====== Texte étudié ======
La loi du 5 août 2013 portant diverses dispositions d’adaptation dans le domaine de la justice en application du droit de l’Union européenne et des engagements internationaux de la France et la loi du 17 août 2015 portant adaptation de la procédure pénale au droit de l’Union européenne ont instauré, en faveur des victimes d’infractions, un droit à la traduction et à l’assistance d’un interprète(1) ainsi qu’à une évaluation personnalisée en vue de définir les mesures de protection dont elles peuvent avoir besoin en cours de procédure pénale(2). Un décret précise aujourd’hui les modalités de mise en œuvre de ces droits qui s’appliquent depuis le 29 février(3).
L’évaluation personnalisée a pour objet de déterminer si des mesures de protection spécifiques doivent être mises en œuvre au cours de la procédure pénale. Effectuée lors de l’audition de la victime par l’officier ou l’agent de police judiciaire, cette évaluation doit se fonder sur un certain nombre d’éléments parmi lesquels :
→ l’importance du préjudice subi par la victime ;
→ les circonstances de la commission de l’infraction résultant notamment d’une motivation discriminatoire, raciste, ethnique, religieuse, ou des liens existant entre la victime et la personne mise en cause ;
→ la vulnérabilité particulière de la victime, résultant notamment de son âge, d’une grossesse ou de l’existence d’un handicap ;
→ l’existence d’un risque d’intimidation ou de représailles.
Dans ce cadre, une ou plusieurs des mesures de protection spécifiques suivantes peuvent être décidées, à savoir :
→ l’organisation de chaque audition de la victime dans des locaux conçus ou adaptés à sa situation ;
→ lorsqu’il s’agit de violences sexuelles, l’audition de la victime par des enquêteurs spécialement formés à ces infractions ou avec l’aide d’enquêteurs ayant reçu cette formation ;
→ à chaque entrevue avec la victime, l’audition par les mêmes enquêteurs.
======
> **Consignes**
A - Énumérez les éléments sur lesquels doit se fonder l'évaluation personnalisée de la victime, selon le texte sur les droits des victimes.
B - D'après le texte sur les droits des victimes, qui effectue l'évaluation personnalisée, et à quelle occasion ?
C - Reprenez le texte sur les droits des victimes à la suite de sa dernière phrase.
====== Données fournies ======
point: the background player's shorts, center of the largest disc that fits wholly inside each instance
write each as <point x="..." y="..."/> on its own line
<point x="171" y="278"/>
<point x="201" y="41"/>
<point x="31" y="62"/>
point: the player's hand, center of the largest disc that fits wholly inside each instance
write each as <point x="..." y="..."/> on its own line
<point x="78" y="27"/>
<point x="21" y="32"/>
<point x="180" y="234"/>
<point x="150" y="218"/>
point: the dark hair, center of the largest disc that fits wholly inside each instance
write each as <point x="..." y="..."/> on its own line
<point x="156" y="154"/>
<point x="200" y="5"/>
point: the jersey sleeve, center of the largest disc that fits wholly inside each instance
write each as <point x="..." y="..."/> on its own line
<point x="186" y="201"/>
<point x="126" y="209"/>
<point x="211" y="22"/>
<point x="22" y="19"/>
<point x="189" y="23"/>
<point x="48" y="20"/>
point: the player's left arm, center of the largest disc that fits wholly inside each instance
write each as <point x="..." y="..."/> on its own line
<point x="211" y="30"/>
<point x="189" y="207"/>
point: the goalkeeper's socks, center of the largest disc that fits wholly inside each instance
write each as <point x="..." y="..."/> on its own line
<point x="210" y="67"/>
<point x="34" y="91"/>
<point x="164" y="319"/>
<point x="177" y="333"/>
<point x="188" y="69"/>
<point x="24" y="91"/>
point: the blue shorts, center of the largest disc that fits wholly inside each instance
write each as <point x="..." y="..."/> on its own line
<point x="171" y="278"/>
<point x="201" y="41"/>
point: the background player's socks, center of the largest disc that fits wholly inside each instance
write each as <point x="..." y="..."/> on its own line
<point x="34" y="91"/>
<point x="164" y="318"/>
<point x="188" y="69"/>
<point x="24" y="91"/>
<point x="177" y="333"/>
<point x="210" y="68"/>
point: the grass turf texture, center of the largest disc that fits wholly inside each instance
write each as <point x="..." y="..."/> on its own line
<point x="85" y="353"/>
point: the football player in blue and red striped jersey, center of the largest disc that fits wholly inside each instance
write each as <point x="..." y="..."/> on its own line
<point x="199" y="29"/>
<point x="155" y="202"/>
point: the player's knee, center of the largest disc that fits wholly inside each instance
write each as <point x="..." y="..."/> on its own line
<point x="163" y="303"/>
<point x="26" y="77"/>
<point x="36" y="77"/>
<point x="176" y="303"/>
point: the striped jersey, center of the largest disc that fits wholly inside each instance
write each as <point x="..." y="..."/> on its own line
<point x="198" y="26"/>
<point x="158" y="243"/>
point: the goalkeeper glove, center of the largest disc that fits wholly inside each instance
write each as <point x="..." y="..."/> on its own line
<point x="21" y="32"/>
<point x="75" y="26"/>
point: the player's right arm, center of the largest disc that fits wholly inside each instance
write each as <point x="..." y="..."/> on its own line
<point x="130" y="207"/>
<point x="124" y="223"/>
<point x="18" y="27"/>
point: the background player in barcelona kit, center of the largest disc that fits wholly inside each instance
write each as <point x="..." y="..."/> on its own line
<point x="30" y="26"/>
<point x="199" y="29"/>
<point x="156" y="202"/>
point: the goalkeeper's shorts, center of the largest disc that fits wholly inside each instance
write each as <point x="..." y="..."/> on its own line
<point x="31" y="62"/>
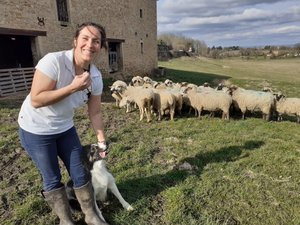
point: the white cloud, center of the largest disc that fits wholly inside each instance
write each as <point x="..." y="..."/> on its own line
<point x="231" y="21"/>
======
> **Réponses proposées**
A -
- l'importance du préjudice subi par la victime ;
- les circonstances de la commission de l'infraction résultant notamment d'une motivation discriminatoire, raciste, ethnique, religieuse, ou des liens existant entre la victime et la personne mise en cause ;
- la vulnérabilité particulière de la victime, résultant notamment de son âge, d'une grossesse ou de l'existence d'un handicap ;
- l'existence d'un risque d'intimidation ou de représailles.

B - L'officier ou l'agent de police judiciaire l'effectue lors de l'audition de la victime.

C -
Si l’enquête l’exige, l’officier ou l’agent de police judiciaire qui auditionne la victime doit, dès que possible, recueillir la plainte de la victime et procéder à d’autres auditions de la victime ainsi qu’aux examens médicaux. En cas de violences sexuelles, de violences fondées sur le genre ou de violences domestiques, la victime doit être entendue par un enquêteur du même sexe si elle en fait la demande. Toutefois, précise le décret, ce ne pourra pas être le cas si cette demande fait obstacle au bon déroulement de l’enquête, notamment lorsqu’il est nécessaire de procéder en urgence à l’audition de la victime.
L’agent ou l’officier de police judiciaire doit transmettre toutes les informations ainsi recueillies au procureur de la République ou au juge d’instruction, qui peuvent décider, le cas échéant, d’une évaluation approfondie de la victime. Celle-ci sera confiée à une association d’aide aux victimes ou au bureau d’aide aux victimes et pourra être actualisée au cours de la procédure. En pratique, elle concernera les victimes les plus vulnérables ayant besoin d’une prise en charge psychologique.
Le décret souligne enfin que la procédure applicable aux infractions sexuelles pour la protection des mineurs s’applique même en cas d’incertitude sur l’âge de la victime, lorsqu’il existe des raisons de croire qu’elle est mineure.
Les victimes d’infractions ont également un droit à l’assistance d’un interprète lors de leur audition ainsi qu’à la traduction des informations indispensables à l’exercice de leurs droits, notamment du récépissé de dépôt de plainte. S’agissant du droit à la traduction, le procureur de la République, la juridiction d’instruction ou la juridiction de jugement peuvent d’office ou à la demande de la partie civile ordonner la traduction des pièces de procédure ou d’une partie de ces pièces considérées comme essentielles(4). En outre, si la partie civile le demande, doivent être traduites les décisions de classement sans suite, les ordonnances de non-lieu ainsi que les décisions de condamnation, de relaxe et d’acquittement. Dans tous les cas, indique le décret, la traduction doit intervenir dans un « délai raisonnable » qui permette l’exercice des droits de la partie civile et tienne compte du nombre et de la complexité des documents à traduire, et de la langue dans laquelle ils doivent être traduits.
(1) Voir en dernier lieu ASH n° 2838 du 20-12-13, p. 49.
(2) Voir en dernier lieu ASH n° 2919-2920 du 17-07-15, p. 20.
(3) C’est-à-dire le lendemain de la publication du décret au Journal officiel.
(4) Les passages pertinents de ces documents sont déterminés, selon le stade de la procédure, par le procureur de la République, le juge d’instruction ou la juridiction de jugement saisie.